• Problem details: Rewrite the stretch of rows from the one containing "TARGET = sandy soil" through the end of the rows, leaving every other line unchanged but offsetting each coordinate in the answers by -145.

=== Records to use ===

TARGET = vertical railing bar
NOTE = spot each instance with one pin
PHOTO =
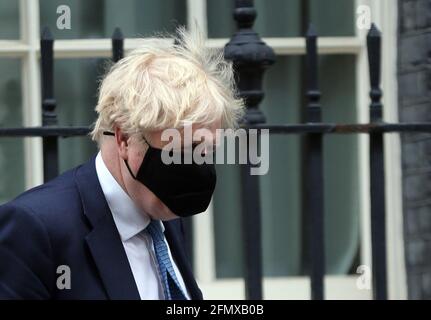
(250, 58)
(314, 173)
(49, 117)
(117, 45)
(377, 170)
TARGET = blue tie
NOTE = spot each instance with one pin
(171, 286)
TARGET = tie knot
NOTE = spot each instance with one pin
(155, 230)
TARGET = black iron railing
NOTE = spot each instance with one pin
(251, 56)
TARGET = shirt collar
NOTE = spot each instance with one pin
(129, 219)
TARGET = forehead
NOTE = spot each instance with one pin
(196, 132)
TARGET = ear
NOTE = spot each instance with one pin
(122, 143)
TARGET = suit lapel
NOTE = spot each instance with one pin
(104, 240)
(178, 253)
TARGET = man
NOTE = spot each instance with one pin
(111, 228)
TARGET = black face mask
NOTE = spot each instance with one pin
(186, 189)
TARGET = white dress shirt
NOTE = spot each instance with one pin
(131, 223)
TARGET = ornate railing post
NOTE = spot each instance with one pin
(49, 117)
(377, 169)
(313, 162)
(250, 57)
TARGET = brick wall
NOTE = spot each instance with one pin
(414, 80)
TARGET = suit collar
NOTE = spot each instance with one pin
(104, 240)
(105, 243)
(129, 219)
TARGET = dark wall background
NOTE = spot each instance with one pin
(414, 58)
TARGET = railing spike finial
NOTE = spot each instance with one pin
(374, 46)
(49, 117)
(311, 32)
(117, 45)
(313, 93)
(46, 34)
(250, 57)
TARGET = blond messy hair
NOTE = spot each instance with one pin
(163, 85)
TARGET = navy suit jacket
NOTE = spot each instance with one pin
(67, 221)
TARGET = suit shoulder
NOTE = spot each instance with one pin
(52, 200)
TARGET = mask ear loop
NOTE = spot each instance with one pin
(108, 133)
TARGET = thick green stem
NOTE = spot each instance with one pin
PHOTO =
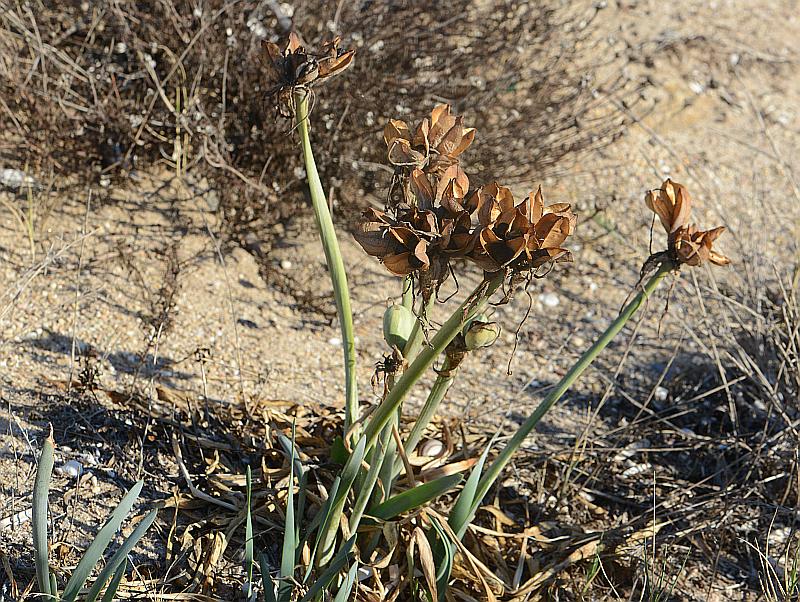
(417, 337)
(435, 397)
(474, 304)
(563, 385)
(333, 257)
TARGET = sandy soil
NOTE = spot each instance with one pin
(134, 282)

===

• Solution to the exercise:
TARGET = sandy soil
NOTE = spot each instance with one pin
(-11, 137)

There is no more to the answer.